Extracted text
March Hare has requested a definition of an alpha male. March can correct me if I'm wrong, but I'm assuming the point of this objection is "if you can't define alpha male then you need to abandon your claim that there is status-seeking behavior in the realm of sex and reproduction." I don't think that is correct. First, this is a blog not a philosophy journal. I already write long posts and I don't want to lose even more readers by providing necessary and sufficient definitions for concepts that are intuitively accessible to everyone.
And as Wittgenstein pointed out, no one has created a satisfactory definition of a game, but that doesn't mean that we can't meaningfully talk about games, or that there is no such thing as a game. As the Supreme Court justice Potter Stewart pointed out, "I don't know how to define pornography but I know it when I see it." Both men and women can make the same claim about alpha males. As long as sexual attractiveness is non-randomly distributed in the male population then there exists an alpha male. Defining it is a tougher job. But let me take a crack at it for the same reason that I spent time trying to create a necessary and sufficient definition of a game (not to be confused with "Game", which I define as a deceptive signal of social status). Creating definitions is fun.
One method is to give an operational definition. (1) Alpha males are those who have more sexual partners than average. Or (2) Alpha males are those who are rated as more sexually attractive than average. A less useful operational definition is that alpha males have a higher social rank than others, but this is skewed by the "stone age brain inside a modern skull" effect. The tall and well-built man in the mail room may be low status in his career but high status out with his buddies on Friday night.
I think the real definition of an alpha male is that they have better genes. That is the root cause of why women like alpha males. Or that alpha males have produced a costly signal of this high genetic quality. Some of those signals are highly developed male secondary sexual characteristics like height, big muscles, a deep voice, and a square jaw. I think you could probably quantify those traits and use that to create a reasonable definition that corresponds to our intuitions.
Reality and Polling
8 hours ago
2 comments:
My objection was more along the lines of "you keep commenting on alpha males but women have different views on an ideal man."
You have run into exactly the problem I thought you would. In past times you'd be entirely right, however 100-400 years past an alpha was a male born into a high-ranking family. Genetic goodness was actually being bred out by inbreeding among the socially higher-up families.
"Better genes" just pushes the problem back to what is "better"? If we take the common idea of tall, chiselled, strong then while that may appeal to certain base parts of women's brains, however when it comes to selecting partners and fathers the alpha male in that situation tends to be more intelligent or at least wealthy. Few women want to work two jobs to keep their trophy husbands at home because they know said guys will go looking for other women while they are at work. On the other hand, a rich man will work extra because he thinks his trophy wife is financially (more if they have children) tied to him.

[Extracted data entries]
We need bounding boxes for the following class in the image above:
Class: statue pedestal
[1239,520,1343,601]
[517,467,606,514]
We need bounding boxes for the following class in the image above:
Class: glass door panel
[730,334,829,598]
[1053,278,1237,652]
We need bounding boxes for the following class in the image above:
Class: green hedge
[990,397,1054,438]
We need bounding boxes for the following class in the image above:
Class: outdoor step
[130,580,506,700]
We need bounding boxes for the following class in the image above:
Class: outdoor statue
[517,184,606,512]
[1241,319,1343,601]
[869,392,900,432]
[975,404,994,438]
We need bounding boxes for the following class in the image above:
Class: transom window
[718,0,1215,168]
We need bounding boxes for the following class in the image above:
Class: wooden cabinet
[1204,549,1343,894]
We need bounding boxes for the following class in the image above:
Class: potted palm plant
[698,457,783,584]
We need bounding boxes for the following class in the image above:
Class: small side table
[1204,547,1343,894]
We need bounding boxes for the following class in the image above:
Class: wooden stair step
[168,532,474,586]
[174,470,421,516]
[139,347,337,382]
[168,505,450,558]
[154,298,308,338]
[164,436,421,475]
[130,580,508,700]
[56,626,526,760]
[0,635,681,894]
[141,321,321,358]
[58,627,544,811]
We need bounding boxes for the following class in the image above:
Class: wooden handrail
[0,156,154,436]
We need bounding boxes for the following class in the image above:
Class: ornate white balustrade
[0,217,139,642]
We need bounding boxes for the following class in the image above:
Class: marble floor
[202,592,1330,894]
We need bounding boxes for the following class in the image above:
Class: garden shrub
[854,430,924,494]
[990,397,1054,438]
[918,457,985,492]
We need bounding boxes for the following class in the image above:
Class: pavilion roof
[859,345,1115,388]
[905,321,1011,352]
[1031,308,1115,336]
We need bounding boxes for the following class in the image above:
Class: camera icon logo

Instructions
1. Answer these questions about the alpha male post, one answer per line:
(a) Which Supreme Court justice does it quote?
(b) How does the writer define "Game"?
(c) According to the commenter, what was an alpha 100-400 years ago?
2. Pick up the alpha male post after its final sentence and keep writing it.
The records were drawn from a separate source.

Written answers
1.
(a) Potter Stewart
(b) As a deceptive signal of social status
(c) A male born into a high-ranking family

2.
I have a problem with both your definitions:
1) Alpha males could be rapists or a beta male with really low standards and no shame.
2) Physical attractiveness is a small part - important initially - but conversation and personality are important too, as is confidence.
Or, looked at another way, I know people who are much less good looking than me (and I'm no alpha) but are really witty, funny and cheeky and sparkling conversationalists, they have women eating out of their hands, women who are way out their league and who I couldn't get.
I guess that's my real problem with your definition of alpha - I thought I knew what you meant, and I did, but I have seen too many charming men wander off with beautiful women they had no right to on a purely physical (or genetic) basis. And I have seen way too many women flirt, sleep with and even marry men because the man is rich, successful or famous, not because he is good looking.
This is the only important point: unless sexual access to females is randomly distributed in the male population, my case stands. Everything after that is just having fun, like trying to succeed where Wittgenstein failed and defining a "game".
So with the understanding that my running points about status seeking behaviors and arms races stand, here I go.
Inbreeding Inbreeding doesn't damage genes. In fact, quite the contrary. It lowers phenotypic quality because of matching recessives, but since it also removes unhealthy recessives those children that do survive are relatively pure genetically. In any case, once you start outbreeding the differences become moot.
Alpha husbands. As someone who does not take Roissy's worldview as normative (quite the contrary), I freely admit and in fact champion the monogamous side of human nature. I want to see those traits that make people husbands valued highly. I want to see those traits that lead to good quality sperm discounted.
I don't disagree with you here. Rather, my point is that the more emphasis put on the "alpha male" instead of "good husband" route, the more energy that gets wasted in the arms race over positional goods like social status and sexual access to females.